▶ **Exercise brief**
Turn each line of the records below into an item of a numbered list, leaving out any blank lines.

▶ **Material provided**
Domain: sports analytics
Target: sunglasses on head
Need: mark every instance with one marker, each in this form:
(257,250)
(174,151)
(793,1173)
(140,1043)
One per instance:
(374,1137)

▶ **The completed task**
1. Domain: sports analytics
2. Target: sunglasses on head
3. Need: mark every instance with one marker, each in this form:
4. (257,250)
5. (174,151)
6. (793,1173)
7. (140,1043)
8. One per instance:
9. (374,1137)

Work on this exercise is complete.